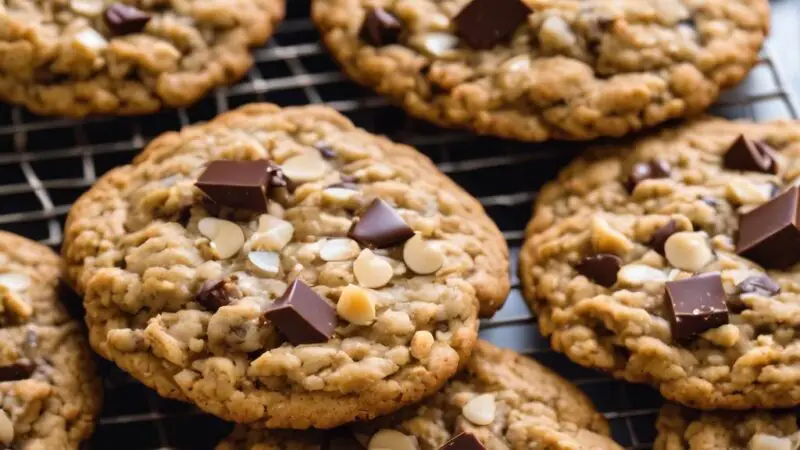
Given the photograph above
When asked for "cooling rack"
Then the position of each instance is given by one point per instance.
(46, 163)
* * *
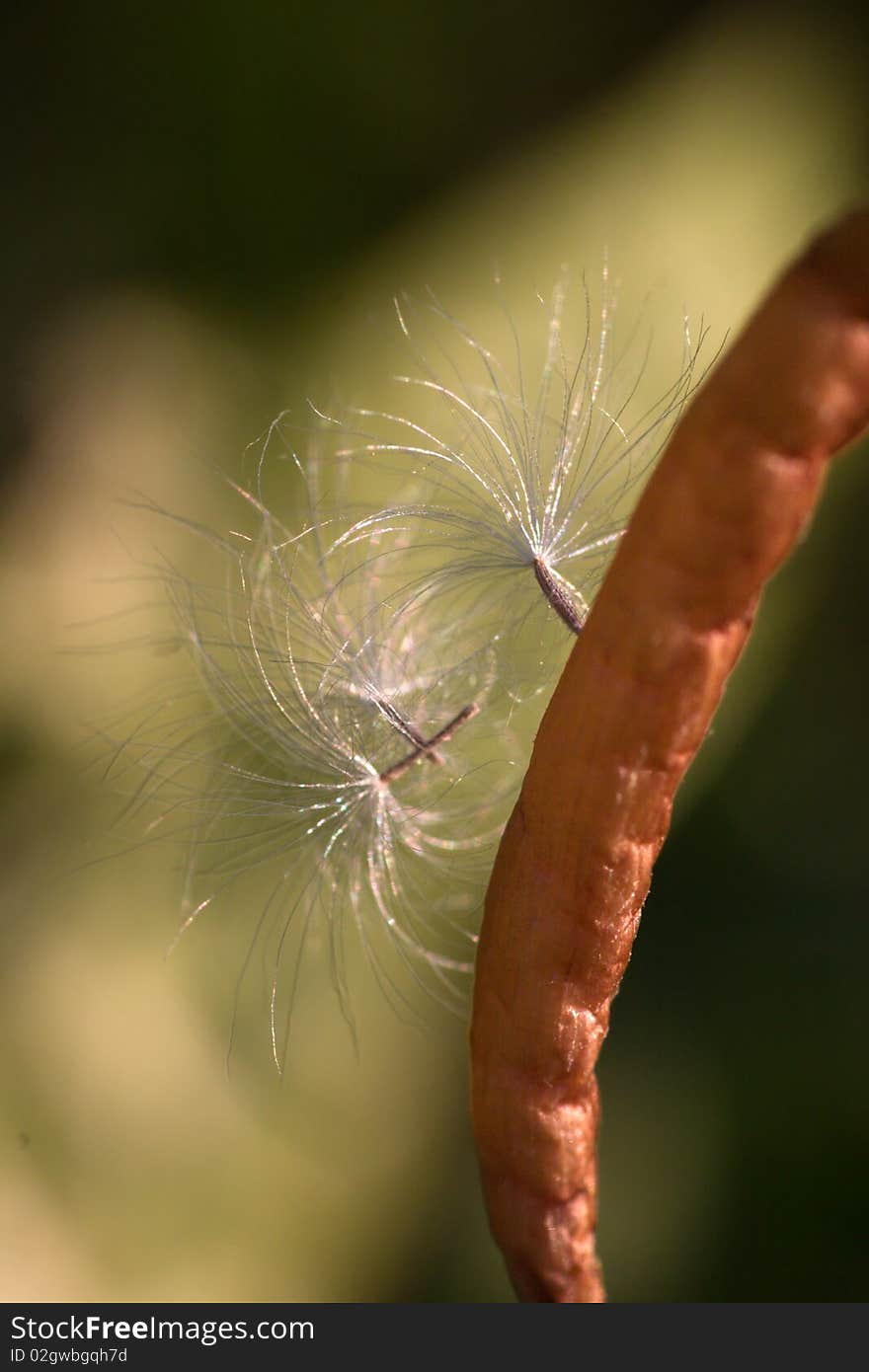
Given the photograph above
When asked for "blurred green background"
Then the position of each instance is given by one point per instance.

* _Required action_
If a line in the data holds the string "asked", copy that line.

* _Task output_
When asked for "cooling rack"
When asked for "blurred green background"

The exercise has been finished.